◆ **The request**: Retype the stretch of material from the line containing "on the sofa" through its final line, copying each line unchanged.

Entries from a pointing dataset
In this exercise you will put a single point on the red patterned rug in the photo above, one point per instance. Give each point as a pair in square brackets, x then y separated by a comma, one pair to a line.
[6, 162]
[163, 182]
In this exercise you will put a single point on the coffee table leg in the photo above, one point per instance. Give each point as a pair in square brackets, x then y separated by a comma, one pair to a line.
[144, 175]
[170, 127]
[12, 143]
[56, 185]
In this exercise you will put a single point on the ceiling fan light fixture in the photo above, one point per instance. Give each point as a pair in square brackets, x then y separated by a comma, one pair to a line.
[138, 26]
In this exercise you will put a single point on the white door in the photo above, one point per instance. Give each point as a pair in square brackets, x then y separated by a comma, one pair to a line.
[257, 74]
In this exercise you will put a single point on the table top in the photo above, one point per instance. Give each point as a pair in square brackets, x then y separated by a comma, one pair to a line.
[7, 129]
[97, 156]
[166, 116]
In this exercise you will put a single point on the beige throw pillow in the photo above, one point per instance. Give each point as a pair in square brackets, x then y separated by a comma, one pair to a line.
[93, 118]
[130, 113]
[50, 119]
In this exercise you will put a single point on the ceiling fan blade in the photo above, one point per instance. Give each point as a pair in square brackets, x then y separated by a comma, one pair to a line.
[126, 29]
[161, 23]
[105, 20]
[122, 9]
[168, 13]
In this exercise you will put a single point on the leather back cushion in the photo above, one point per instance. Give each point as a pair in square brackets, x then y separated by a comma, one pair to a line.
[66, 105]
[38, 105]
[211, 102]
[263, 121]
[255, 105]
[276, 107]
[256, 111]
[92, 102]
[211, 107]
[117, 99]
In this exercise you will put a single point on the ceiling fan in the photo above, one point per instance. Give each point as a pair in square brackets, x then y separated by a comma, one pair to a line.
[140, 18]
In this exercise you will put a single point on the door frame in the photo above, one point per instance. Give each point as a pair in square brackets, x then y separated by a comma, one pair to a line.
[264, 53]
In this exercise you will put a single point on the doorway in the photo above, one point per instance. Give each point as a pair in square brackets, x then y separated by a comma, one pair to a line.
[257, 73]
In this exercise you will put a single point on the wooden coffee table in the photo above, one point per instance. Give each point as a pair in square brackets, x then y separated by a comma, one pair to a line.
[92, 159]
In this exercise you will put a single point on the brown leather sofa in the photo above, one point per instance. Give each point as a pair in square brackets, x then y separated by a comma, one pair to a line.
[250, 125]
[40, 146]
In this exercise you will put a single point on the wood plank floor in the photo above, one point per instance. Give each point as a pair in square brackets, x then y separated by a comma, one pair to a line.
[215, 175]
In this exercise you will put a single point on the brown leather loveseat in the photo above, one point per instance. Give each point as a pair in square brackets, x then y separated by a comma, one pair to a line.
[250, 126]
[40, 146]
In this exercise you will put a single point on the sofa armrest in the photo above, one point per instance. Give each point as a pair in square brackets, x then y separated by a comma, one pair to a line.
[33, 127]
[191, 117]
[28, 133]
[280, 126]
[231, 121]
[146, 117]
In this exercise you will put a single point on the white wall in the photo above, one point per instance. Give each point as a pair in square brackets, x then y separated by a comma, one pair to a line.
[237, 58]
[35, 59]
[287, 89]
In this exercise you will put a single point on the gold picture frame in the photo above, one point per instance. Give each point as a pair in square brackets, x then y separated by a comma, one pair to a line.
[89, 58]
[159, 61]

◆ **Full solution**:
In this exercise you will put a single point on the sofa armrest in the photo above, one point per instance. Give each point as a pair in square brackets, x then y separated by a comma, one pair to a line.
[33, 127]
[191, 117]
[28, 133]
[280, 126]
[231, 121]
[146, 117]
In this exercise you will put a single point on the white wall in the photo above, one point per instance. Give each point as a pair in square brackets, x then y separated by a comma, one pair to a line.
[237, 58]
[35, 59]
[287, 89]
In this exercise you will put a single point on the gold picture frame in the photo above, one point per instance. Give each point as a pair in square brackets, x then y separated by a comma, one pair to a line.
[89, 58]
[159, 61]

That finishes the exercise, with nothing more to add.